Instructions for the task:
Omitting the pictures, print every line below exactly as it stands.

Dataset entries:
● ● ●
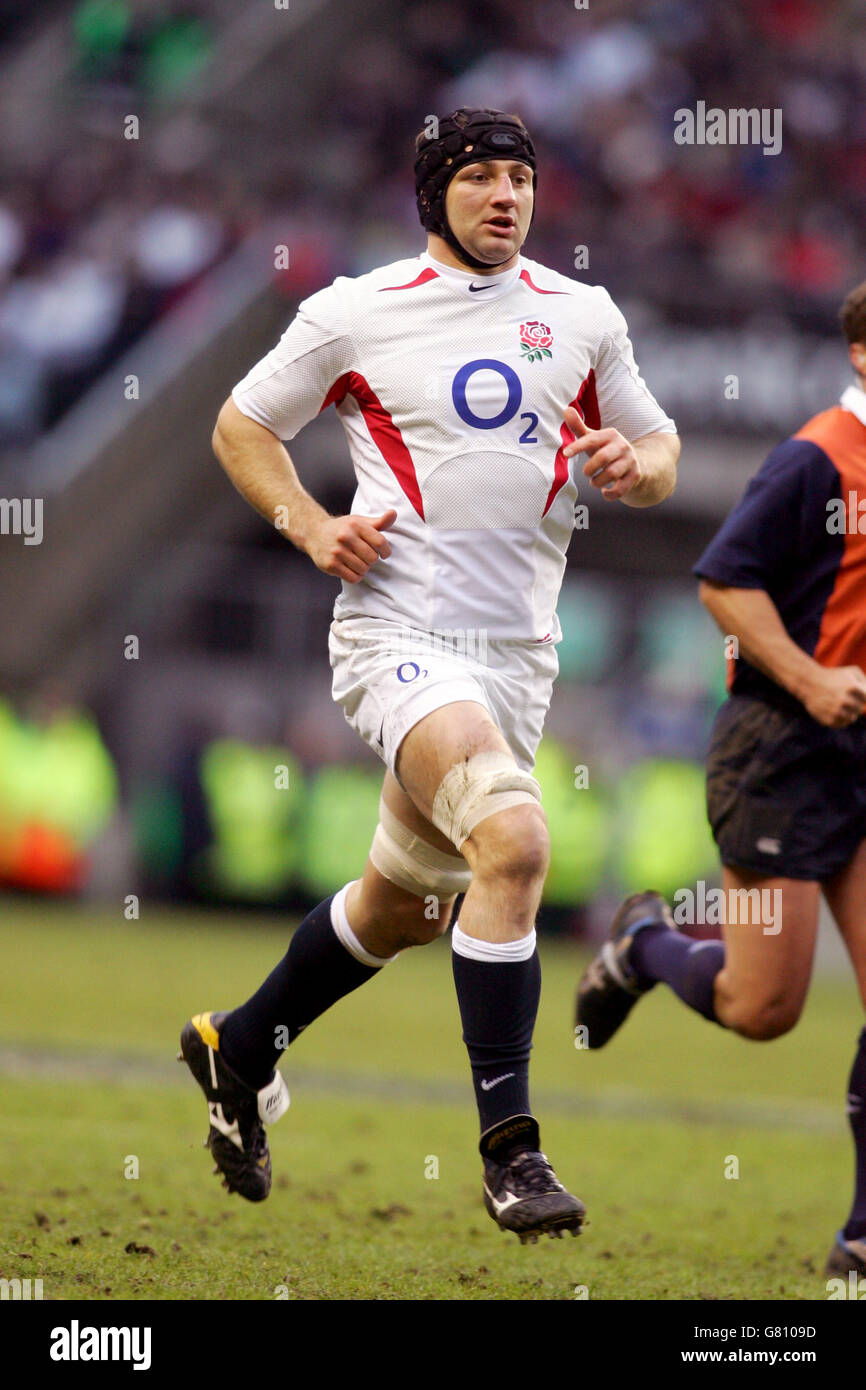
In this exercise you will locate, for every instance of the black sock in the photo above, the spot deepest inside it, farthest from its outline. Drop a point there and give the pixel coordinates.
(314, 973)
(498, 1001)
(690, 968)
(855, 1226)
● ● ●
The answer:
In this exercise you will locate, for every instance of the black sock in the photo above, the spot deepest inside it, farthest from its outline. Drop a point there and give the pixel coordinates.
(314, 973)
(498, 1001)
(690, 968)
(855, 1226)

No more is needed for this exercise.